Background information
- Also known as: Baby Beesh
- Born: Ronald Ray Bryant Vallejo, California, U.S.
- Origin: Houston, Texas, U.S.
- Genres: Pop rap, Latin hip-hop
- Occupations: Rapper; singer; songwriter;
- Works: Baby Bash discography
- Years active: 1996–present
- Labels: Diamond Lane; Bashtown; EMPIRE; Upstairs; Arista; Universal; Dope House;

= Baby Bash =

American rapper

Ronald Ray Bryant, better known by his stage name Baby Bash (formerly Baby Beesh), is an American rapper. His first two albums, Savage Dreams (2001) and On Tha Cool (2002), were released by the independent Houston-based label Dope House Records under his former stage name "Baby Beesh". It was changed to "Baby Bash" before he signed with Universal Records in 2003 and released his pop rap single, "Suga Suga" (featuring Frankie J), in July of that year. The song became his first hit, peaking at number seven on the Billboard Hot 100 and serving as lead single for his third album and major label debut, Tha Smokin' Nephew (2003).

In 2005, he guest appeared on Frankie J's single "Obsession (No Es Amor)," which peaked at number three on the Billboard Hot 100 and remains his highest-charting song. His fourth album, Super Saucy (2005), peaked at number 11 on the Billboard 200 and was led by the top 20 single, "Baby, I'm Back" (featuring Akon). After transferring to Arista Records, he released his 2007 single, "Cyclone" (featuring T-Pain), which matched "Suga Suga" on the Billboard Hot 100 and preceded his fifth album of the same name (2007). His fourth album, Bashtown (2011), was released independently.

He has collaborated with a number of artists throughout his career, such as West Coast rappers B-Legit, Nate Dogg, Coolio, E-40 and Mac Dre; R&B singers such as Avant, Keith Sweat, Bohemia, and Mario; and other Latino artists such as Fat Joe, South Park Mexican, Natalie, Frost, and Pitbull. Alongside his solo career, he has released nine collaborative albums; four with fellow California rapper Jay Tee as "Latino Velvet," and respective projects with Paul Wall and Frankie J.

== Biography ==
=== Early life ===
Bryant was born in Vallejo, California, to a father of English descent and a mother of Mexican descent. Bryant was raised by his grandmother after his parents went to jail and Bryant's father and uncles exposed him to many different types of musical genres. Initially, Bryant wanted to be a professional basketball player. He played basketball at Solano Community College. An ankle injury prevented Bryant from pursuing basketball as a career and he starting making music in his friend's recording studio.

## EXTRACTED RECORDS
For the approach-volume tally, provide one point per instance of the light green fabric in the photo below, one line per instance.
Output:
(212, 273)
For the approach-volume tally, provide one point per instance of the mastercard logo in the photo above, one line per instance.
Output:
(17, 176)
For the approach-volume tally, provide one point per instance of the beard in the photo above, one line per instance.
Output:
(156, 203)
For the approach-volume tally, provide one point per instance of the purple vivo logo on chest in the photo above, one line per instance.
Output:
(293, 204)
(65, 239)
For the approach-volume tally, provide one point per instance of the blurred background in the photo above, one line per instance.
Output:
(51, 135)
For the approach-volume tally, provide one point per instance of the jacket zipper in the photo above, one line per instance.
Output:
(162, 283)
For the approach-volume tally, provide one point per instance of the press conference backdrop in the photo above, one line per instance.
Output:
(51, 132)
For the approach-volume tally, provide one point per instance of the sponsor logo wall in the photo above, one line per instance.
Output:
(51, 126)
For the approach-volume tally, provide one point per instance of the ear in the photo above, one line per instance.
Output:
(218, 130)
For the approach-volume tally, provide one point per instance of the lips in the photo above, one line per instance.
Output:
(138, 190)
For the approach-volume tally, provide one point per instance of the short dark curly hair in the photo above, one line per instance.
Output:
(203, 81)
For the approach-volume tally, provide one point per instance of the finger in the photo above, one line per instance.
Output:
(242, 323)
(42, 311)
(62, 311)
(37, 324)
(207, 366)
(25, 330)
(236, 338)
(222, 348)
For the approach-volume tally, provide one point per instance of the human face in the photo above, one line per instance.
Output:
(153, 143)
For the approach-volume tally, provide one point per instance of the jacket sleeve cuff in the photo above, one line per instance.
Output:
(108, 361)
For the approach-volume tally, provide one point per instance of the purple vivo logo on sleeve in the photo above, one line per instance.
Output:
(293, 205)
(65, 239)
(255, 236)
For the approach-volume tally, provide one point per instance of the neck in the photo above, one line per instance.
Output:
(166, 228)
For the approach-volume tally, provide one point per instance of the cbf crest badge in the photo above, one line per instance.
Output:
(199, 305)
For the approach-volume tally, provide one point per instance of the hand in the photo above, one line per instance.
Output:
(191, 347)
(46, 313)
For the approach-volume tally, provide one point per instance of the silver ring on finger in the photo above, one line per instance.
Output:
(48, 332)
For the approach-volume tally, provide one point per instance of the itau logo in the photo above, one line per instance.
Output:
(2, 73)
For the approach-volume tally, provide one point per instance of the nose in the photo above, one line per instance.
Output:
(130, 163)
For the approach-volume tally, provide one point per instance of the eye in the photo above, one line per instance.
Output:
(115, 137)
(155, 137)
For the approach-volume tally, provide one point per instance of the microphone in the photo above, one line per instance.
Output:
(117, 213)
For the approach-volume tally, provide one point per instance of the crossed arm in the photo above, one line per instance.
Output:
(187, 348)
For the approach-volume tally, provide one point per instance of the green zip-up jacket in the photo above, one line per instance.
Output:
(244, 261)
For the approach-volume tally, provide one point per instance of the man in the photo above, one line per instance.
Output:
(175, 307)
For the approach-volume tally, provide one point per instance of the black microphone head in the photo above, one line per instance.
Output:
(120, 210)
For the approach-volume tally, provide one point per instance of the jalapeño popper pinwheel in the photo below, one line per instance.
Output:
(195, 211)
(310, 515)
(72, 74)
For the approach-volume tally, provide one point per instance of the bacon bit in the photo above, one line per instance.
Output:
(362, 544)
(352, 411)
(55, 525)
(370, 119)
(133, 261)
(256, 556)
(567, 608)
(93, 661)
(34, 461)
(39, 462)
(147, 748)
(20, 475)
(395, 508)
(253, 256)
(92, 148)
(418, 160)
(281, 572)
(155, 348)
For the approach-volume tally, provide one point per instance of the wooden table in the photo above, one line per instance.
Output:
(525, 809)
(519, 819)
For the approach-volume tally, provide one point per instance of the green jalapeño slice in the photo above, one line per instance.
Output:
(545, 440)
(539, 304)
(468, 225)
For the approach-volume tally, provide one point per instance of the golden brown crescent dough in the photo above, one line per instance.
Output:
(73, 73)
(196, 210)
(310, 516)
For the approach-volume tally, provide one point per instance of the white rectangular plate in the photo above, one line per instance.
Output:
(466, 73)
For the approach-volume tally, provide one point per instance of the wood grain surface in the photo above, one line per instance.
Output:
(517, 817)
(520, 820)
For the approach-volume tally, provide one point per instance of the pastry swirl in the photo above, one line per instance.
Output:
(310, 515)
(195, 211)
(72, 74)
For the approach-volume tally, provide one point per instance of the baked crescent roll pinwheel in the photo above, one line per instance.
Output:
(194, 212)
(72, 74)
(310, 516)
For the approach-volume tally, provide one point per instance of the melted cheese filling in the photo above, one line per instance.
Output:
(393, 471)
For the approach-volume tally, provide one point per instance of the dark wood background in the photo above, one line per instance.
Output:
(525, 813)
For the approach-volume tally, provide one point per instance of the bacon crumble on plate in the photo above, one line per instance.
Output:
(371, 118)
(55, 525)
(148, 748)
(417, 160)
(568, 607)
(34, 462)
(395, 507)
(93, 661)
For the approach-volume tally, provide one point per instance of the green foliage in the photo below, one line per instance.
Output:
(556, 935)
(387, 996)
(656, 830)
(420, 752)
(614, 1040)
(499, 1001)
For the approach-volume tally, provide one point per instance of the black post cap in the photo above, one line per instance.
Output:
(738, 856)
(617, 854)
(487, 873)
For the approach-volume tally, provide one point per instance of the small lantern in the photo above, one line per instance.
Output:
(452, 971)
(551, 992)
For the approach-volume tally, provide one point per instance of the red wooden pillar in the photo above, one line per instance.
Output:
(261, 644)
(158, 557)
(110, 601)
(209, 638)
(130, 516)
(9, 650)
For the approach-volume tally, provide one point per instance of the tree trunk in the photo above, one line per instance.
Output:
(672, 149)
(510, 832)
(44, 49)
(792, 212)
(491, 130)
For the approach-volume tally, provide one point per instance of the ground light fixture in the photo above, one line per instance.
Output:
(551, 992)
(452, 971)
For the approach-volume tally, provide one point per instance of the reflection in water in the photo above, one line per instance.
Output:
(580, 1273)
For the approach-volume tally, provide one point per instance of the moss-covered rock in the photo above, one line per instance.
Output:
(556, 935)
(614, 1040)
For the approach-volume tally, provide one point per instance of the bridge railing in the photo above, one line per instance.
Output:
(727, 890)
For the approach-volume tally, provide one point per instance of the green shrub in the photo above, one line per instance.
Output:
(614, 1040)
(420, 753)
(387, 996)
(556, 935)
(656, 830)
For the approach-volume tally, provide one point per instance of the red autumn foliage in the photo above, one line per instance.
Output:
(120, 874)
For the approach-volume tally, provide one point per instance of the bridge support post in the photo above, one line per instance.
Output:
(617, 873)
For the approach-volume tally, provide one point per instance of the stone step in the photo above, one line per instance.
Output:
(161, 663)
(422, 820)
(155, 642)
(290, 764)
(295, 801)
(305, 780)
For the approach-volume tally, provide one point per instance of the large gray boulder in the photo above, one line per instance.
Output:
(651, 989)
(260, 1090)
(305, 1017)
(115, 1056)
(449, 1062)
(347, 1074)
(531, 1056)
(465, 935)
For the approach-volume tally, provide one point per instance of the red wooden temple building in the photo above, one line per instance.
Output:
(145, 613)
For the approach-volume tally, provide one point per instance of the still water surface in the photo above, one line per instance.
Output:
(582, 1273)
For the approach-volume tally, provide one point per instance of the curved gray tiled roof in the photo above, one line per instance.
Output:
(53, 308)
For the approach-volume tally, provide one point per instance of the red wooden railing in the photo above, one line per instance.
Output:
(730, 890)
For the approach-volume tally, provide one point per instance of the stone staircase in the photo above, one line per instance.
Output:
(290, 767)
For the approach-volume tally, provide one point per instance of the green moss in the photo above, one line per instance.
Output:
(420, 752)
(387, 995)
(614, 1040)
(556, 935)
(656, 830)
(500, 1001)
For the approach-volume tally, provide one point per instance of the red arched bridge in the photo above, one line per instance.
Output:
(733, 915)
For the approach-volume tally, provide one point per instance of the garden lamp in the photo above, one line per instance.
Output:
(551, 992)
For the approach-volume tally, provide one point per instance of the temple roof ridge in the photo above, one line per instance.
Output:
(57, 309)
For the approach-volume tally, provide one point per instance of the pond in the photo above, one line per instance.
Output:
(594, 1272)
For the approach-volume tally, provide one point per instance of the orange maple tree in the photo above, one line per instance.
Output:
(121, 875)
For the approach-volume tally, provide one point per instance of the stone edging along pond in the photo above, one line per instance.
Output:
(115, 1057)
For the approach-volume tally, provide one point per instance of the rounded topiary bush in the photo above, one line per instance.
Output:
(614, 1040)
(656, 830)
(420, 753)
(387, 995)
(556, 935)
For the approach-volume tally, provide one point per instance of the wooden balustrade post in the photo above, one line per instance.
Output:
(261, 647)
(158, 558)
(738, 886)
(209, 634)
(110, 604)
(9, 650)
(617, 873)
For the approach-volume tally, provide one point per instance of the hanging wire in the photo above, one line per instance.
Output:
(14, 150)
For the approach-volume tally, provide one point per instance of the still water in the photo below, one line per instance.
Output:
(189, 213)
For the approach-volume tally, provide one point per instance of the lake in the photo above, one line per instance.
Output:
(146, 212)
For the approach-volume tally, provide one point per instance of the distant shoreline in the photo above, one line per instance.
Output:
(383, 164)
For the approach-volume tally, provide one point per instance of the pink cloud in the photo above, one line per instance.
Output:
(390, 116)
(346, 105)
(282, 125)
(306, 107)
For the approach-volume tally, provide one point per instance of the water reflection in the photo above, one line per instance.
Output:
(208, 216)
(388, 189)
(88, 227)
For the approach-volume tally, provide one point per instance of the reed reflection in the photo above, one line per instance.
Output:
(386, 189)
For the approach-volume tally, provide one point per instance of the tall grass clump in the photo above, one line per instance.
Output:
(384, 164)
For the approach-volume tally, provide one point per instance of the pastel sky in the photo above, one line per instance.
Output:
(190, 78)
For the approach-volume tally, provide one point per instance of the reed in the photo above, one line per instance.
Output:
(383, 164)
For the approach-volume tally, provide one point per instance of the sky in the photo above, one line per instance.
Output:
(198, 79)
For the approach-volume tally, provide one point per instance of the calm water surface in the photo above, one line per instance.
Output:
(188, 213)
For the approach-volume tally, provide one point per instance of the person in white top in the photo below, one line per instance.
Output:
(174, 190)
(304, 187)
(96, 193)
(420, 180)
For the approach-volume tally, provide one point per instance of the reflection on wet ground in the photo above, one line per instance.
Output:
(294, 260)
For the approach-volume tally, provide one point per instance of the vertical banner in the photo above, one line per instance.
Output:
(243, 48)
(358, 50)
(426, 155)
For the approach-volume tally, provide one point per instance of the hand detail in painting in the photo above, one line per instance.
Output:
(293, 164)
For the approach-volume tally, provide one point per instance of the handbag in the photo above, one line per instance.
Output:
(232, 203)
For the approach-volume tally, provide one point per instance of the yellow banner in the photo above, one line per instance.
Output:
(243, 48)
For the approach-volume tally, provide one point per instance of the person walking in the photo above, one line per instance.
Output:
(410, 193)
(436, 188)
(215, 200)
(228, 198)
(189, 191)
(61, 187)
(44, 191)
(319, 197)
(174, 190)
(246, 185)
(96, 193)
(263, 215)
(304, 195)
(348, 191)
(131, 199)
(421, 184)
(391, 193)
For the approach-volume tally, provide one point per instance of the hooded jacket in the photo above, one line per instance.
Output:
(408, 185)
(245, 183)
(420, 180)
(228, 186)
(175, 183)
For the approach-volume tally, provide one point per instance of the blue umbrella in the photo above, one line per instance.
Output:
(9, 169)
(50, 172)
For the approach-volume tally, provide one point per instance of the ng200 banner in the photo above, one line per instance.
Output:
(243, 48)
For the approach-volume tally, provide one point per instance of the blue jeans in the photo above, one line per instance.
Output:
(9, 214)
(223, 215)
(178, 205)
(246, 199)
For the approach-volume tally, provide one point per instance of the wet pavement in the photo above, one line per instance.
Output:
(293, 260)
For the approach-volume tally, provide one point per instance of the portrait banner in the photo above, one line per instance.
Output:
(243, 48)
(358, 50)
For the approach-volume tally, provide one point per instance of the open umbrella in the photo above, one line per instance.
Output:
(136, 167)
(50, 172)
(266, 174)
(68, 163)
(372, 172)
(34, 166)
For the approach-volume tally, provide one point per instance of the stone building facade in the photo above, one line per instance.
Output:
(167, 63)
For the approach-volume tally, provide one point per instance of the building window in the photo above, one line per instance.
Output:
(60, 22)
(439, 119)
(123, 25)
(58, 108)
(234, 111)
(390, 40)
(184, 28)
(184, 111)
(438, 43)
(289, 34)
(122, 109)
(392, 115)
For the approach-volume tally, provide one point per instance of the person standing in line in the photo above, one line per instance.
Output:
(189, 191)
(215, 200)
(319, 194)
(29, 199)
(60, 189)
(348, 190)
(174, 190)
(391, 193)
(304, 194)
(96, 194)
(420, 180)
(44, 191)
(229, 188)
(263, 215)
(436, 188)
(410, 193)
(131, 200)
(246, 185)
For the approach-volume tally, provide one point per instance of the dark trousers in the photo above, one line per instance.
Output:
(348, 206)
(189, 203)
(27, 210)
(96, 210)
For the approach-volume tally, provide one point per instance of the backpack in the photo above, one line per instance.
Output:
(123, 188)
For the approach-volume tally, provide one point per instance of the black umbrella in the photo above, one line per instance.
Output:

## TASK LIST
1 - Please write out the part of the Baby Bash text from "He has collaborated" to "and Frankie J.".
2 - Translate this sentence from the Baby Bash text into Spanish: "Initially, Bryant wanted to be a professional basketball player."
3 - Decide whether each statement agrees with the Baby Bash text, answering yes or no and quoting the words that settle it. (a) Bryant played basketball at Solano Community College. (b) His first two albums were released by Universal Records. (c) Super Saucy peaked at number one on the Billboard 200.

## SOLVED PROBLEMS
1 -
He has collaborated with a number of artists throughout his career, such as West Coast rappers B-Legit, Nate Dogg, Coolio, E-40 and Mac Dre; R&B singers such as Avant, Keith Sweat, Bohemia, and Mario; and other Latino artists such as Fat Joe, South Park Mexican, Natalie, Frost, and Pitbull. Alongside his solo career, he has released nine collaborative albums; four with fellow California rapper Jay Tee as "Latino Velvet," and respective projects with Paul Wall and Frankie J.

2 - Al principio, Bryant quería ser jugador profesional de baloncesto.

3 -
(a) Yes: "He played basketball at Solano Community College."
(b) No: "were released by the independent Houston-based label Dope House Records"
(c) No: "peaked at number 11 on the Billboard 200"